WHAT YOU NEED TO DO →
Transcribe word for word the lines spanning the line with "Where can you see the white wall" through the end of the records.

EXERCISE MATERIALS →
· · · · · · ·
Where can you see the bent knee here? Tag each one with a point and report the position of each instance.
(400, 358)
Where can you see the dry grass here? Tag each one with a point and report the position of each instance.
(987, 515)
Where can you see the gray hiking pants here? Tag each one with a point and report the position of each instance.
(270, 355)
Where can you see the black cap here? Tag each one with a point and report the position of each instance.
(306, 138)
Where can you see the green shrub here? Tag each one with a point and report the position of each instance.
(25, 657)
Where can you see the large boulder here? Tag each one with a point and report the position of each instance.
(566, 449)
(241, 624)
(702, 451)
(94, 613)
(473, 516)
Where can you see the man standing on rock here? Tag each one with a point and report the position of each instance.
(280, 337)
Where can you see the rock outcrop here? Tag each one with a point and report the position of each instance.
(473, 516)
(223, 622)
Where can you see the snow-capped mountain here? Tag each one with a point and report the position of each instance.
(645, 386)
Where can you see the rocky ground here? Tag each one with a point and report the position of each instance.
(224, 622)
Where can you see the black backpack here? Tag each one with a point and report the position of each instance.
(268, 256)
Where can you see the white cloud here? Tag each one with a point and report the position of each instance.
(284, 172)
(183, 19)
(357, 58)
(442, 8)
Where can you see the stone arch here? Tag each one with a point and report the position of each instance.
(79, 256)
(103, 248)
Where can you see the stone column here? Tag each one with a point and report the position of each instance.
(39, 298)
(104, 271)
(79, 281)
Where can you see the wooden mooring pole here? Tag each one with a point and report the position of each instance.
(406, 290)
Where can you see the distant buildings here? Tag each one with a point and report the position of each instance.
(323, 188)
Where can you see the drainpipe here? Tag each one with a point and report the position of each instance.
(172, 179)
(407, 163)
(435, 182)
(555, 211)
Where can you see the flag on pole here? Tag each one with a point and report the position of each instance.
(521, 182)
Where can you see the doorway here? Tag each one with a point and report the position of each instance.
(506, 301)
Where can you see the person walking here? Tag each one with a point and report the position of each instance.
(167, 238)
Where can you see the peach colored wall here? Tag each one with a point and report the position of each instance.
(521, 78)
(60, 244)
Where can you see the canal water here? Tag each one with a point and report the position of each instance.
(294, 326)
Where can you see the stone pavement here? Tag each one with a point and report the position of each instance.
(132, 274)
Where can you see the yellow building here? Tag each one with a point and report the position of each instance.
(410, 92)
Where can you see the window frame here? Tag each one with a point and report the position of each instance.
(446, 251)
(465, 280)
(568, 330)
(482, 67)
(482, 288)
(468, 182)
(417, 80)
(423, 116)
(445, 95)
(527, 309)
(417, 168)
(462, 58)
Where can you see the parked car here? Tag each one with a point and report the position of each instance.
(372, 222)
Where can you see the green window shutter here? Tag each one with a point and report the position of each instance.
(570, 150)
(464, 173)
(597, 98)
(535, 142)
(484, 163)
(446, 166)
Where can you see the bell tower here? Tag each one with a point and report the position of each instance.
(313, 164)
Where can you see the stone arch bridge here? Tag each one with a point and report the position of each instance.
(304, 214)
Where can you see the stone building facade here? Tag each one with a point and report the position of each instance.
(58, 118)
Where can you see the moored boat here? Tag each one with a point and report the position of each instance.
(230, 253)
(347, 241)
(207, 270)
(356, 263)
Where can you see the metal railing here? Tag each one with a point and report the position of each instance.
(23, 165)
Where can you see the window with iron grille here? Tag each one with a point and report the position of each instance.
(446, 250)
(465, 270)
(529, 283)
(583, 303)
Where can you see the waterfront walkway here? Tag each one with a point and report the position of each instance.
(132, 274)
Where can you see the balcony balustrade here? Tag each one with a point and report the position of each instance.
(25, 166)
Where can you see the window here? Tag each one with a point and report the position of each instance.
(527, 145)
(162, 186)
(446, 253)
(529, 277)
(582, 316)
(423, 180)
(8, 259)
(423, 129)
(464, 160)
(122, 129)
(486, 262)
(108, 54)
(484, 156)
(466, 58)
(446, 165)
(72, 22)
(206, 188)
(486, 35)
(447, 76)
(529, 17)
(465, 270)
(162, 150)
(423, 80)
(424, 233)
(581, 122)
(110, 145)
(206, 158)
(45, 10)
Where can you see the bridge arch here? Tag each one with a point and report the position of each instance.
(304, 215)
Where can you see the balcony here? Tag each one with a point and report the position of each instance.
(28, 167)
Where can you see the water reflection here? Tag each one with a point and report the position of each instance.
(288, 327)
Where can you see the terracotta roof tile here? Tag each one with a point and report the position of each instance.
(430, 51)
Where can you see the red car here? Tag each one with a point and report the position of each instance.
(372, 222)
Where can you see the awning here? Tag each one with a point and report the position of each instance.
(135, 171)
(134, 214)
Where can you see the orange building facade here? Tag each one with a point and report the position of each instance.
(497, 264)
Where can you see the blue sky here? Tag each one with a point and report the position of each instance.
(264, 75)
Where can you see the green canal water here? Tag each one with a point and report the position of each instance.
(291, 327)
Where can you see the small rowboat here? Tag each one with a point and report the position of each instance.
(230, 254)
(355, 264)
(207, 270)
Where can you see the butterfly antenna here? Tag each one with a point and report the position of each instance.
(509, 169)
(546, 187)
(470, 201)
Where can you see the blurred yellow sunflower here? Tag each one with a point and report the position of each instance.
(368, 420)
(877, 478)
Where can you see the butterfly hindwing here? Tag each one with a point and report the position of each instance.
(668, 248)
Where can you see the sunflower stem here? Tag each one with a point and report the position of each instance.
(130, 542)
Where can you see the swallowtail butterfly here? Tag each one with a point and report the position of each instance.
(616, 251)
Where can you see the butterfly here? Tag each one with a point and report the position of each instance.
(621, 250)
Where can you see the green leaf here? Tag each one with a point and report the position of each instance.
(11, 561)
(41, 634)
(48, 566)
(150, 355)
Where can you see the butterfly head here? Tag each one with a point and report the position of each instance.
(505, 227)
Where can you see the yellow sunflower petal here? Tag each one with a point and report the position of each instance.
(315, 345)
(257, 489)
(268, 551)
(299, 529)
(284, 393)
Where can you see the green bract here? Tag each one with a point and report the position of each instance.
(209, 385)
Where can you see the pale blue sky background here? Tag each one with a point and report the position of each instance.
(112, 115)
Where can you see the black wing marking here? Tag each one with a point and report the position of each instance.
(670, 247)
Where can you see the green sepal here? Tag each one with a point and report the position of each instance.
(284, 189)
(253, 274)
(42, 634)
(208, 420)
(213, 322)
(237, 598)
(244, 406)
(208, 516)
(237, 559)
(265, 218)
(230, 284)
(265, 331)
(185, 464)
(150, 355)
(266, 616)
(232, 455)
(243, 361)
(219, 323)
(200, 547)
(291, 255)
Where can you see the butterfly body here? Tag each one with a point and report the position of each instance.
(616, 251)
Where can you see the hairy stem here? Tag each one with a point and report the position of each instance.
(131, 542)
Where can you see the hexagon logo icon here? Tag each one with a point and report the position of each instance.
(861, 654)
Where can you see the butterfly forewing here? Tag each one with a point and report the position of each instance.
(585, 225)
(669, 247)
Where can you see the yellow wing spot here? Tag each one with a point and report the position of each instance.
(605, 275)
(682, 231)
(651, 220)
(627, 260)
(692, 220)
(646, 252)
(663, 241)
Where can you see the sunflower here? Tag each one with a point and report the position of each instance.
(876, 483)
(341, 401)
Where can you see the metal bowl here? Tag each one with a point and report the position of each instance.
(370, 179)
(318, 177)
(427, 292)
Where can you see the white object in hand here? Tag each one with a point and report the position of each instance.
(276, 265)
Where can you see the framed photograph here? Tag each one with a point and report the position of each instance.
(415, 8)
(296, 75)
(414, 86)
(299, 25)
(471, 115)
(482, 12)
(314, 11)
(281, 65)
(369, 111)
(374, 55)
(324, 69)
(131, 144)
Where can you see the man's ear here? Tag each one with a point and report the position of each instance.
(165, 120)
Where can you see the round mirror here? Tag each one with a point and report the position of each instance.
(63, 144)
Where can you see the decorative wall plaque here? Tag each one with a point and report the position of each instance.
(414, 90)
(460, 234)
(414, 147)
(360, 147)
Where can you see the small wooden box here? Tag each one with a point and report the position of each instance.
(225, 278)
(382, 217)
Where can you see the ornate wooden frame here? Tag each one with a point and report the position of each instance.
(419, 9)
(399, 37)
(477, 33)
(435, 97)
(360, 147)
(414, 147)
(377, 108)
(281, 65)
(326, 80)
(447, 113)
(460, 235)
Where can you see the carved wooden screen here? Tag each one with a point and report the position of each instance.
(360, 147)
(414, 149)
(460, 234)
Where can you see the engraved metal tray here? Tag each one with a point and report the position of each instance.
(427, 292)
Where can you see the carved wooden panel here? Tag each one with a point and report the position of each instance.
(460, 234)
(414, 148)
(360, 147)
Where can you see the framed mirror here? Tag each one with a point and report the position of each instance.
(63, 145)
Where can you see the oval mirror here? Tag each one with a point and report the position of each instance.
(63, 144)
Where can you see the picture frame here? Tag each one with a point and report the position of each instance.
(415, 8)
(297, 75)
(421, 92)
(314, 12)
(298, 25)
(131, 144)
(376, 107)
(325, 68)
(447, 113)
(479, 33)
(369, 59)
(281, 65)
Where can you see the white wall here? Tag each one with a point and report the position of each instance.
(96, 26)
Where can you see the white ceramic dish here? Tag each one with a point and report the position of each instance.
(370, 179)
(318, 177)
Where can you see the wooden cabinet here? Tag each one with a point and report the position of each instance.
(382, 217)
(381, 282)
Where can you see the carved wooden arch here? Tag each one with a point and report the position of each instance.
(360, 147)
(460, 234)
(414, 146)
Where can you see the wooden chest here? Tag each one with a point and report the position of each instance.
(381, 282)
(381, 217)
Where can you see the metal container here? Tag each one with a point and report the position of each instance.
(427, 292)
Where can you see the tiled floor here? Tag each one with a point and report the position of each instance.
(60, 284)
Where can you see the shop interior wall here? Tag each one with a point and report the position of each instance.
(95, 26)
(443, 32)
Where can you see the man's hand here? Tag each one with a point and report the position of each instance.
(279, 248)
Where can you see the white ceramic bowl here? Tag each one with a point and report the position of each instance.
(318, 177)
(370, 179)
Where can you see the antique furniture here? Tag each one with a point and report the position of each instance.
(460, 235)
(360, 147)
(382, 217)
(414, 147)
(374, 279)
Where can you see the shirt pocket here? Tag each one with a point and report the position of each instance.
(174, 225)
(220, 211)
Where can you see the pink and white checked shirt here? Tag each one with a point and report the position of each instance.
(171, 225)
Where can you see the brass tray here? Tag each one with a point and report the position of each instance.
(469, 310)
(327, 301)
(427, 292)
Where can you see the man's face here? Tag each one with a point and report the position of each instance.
· · · · · · ·
WRITTEN RESPONSE →
Where can you see the white wall here? Tag each one with a point and report the position of each instance.
(96, 26)
Where can you see the white ceramic dish here? Tag each one with a point and report the position of each instance.
(370, 179)
(318, 177)
Where can you see the wooden cabinet here? Tag each one with a point and report the position of each instance.
(382, 217)
(381, 282)
Where can you see the carved wooden arch here? Tag each one with a point and report the position of each instance.
(360, 147)
(460, 234)
(414, 146)
Where can you see the wooden chest here? Tag each one with a point and report the position of each instance.
(381, 282)
(381, 217)
Where can you see the metal container here? Tag each one with a point and report the position of each instance.
(427, 292)
Where can you see the tiled floor here? Tag each one with a point and report the position of each instance.
(60, 284)
Where can you see the shop interior wall here? Tag each one with a point and report the position of each instance.
(95, 26)
(443, 32)
Where can you see the man's hand here? Tag each one with a point and report the position of each instance.
(279, 248)
Where can you see the white ceramic bowl here? Tag each one with a point and report the position of each instance.
(318, 177)
(370, 179)
Where can you see the antique furniture here? Tag each one with a point and report the position of each instance.
(460, 235)
(360, 147)
(382, 217)
(414, 147)
(374, 279)
Where can you see the shirt pocket here? Tag each one with a point and report the position of each instance.
(174, 225)
(220, 211)
Where can you see the pink and white checked shirt here? Tag each one with a point and report the position of each instance.
(171, 225)
Where can you see the brass tray here? Tag each one with a point and report the position of each instance.
(469, 310)
(327, 301)
(427, 292)
Where can you see the man's face here? Tag each one with a point and report the position of each instance.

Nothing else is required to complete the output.